**Task instructions**
Your reply should hold only the lines from the records below where "ceiling" occurs.

**Input records**
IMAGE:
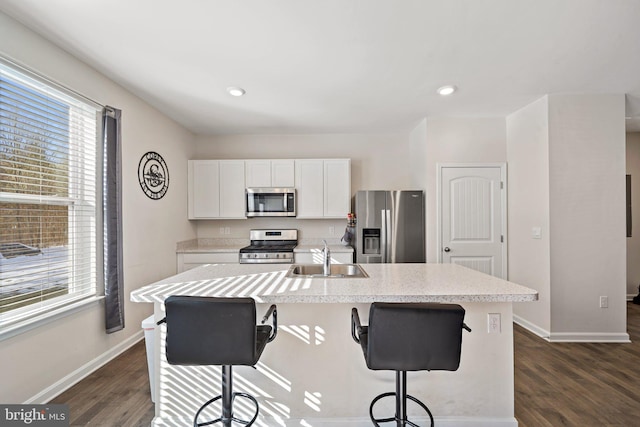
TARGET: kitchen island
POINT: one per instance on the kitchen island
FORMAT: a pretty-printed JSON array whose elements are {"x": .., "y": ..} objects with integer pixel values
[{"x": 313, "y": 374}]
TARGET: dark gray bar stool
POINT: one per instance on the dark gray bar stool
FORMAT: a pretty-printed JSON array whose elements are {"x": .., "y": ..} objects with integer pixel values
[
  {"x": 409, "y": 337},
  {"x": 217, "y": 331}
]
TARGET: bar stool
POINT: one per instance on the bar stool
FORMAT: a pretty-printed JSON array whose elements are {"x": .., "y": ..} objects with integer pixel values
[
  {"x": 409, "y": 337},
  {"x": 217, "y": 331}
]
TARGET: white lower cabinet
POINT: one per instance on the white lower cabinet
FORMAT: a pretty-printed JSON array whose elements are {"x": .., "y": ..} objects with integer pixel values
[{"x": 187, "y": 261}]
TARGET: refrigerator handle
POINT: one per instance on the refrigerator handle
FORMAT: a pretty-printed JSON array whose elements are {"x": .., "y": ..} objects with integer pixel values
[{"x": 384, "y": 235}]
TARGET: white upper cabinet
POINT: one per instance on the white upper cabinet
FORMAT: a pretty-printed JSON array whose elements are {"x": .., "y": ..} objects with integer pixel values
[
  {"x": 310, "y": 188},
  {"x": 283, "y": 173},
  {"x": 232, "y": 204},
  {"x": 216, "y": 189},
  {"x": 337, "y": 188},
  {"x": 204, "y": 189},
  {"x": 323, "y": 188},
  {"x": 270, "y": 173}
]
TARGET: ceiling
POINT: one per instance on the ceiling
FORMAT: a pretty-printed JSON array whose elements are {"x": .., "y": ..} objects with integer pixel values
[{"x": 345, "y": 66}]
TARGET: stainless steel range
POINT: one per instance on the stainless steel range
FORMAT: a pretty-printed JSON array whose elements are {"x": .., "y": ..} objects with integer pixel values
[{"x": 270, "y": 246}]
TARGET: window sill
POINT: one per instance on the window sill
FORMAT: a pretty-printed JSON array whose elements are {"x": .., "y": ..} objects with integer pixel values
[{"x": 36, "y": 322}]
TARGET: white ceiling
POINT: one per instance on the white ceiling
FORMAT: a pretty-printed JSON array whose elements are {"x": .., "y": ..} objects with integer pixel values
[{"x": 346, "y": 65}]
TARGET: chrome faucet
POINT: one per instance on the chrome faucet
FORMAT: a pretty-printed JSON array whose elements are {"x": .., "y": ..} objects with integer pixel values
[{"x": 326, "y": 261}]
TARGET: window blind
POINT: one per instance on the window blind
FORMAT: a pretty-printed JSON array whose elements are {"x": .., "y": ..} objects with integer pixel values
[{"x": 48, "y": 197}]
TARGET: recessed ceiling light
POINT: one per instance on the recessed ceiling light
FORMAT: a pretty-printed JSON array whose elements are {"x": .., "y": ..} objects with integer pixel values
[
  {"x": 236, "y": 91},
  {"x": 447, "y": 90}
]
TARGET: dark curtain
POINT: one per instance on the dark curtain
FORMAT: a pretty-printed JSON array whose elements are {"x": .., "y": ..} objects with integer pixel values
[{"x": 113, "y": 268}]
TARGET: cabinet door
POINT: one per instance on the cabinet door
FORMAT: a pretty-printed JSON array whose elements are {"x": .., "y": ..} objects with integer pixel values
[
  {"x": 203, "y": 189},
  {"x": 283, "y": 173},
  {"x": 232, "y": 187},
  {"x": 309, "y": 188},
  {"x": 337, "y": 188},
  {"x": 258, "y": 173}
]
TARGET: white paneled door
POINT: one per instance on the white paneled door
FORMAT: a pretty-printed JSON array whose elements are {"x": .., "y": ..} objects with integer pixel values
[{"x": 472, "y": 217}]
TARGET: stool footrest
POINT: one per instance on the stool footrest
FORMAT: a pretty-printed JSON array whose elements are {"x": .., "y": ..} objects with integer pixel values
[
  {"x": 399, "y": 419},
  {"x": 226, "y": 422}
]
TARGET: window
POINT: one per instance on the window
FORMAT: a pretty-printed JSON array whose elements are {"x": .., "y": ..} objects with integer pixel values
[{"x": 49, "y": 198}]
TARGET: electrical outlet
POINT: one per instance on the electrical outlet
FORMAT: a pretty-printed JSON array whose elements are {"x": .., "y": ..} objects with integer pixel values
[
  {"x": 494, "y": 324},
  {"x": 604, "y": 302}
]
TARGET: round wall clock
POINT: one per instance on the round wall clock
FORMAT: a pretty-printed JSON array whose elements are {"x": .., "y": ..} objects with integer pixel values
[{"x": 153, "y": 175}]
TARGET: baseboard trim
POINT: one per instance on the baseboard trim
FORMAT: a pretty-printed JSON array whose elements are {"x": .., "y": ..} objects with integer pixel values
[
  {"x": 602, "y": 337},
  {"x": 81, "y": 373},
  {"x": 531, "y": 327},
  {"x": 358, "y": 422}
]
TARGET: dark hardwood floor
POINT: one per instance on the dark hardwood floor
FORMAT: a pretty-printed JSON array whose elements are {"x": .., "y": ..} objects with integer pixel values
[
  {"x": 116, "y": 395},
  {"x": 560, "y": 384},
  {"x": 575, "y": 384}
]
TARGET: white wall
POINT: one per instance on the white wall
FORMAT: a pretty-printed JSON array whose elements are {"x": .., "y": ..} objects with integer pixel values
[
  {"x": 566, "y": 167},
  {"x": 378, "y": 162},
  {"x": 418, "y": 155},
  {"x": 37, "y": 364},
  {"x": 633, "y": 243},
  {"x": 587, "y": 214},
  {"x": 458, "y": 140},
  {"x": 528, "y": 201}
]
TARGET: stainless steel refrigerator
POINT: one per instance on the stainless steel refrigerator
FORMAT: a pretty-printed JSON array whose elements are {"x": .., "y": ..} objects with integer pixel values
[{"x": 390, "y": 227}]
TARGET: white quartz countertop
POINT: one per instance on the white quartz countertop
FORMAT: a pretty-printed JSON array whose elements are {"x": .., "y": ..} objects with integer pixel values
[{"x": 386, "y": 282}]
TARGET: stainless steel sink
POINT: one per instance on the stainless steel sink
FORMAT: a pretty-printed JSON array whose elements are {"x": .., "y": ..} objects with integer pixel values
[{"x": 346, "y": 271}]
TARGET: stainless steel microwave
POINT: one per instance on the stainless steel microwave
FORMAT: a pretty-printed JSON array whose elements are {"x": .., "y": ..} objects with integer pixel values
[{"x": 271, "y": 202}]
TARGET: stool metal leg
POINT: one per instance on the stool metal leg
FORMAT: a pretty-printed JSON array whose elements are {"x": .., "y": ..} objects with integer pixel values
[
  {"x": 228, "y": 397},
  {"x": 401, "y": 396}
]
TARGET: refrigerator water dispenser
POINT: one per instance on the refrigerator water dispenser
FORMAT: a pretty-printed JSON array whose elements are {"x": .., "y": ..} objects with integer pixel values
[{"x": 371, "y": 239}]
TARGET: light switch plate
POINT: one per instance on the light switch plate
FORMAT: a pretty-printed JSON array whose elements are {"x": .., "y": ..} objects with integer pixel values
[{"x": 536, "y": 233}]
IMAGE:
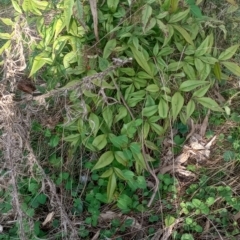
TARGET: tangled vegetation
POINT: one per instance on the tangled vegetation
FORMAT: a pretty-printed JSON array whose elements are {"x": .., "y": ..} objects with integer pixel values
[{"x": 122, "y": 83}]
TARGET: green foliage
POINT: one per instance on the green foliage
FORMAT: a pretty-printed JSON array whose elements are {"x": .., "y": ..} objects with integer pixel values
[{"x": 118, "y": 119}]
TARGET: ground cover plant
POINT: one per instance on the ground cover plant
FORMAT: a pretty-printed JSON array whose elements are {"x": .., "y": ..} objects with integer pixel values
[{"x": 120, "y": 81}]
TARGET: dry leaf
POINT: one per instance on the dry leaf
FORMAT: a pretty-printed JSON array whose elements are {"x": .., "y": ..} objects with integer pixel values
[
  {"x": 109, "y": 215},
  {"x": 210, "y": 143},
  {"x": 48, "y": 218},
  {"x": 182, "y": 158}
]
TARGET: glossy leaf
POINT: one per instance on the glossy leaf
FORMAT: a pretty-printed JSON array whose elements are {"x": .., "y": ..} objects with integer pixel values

**Response below**
TARGET: ceiling
POINT: one per instance on the ceiling
TARGET: white ceiling
POINT: one per instance on the white ceiling
TARGET: recessed ceiling light
POINT: one per instance on the recessed ceiling light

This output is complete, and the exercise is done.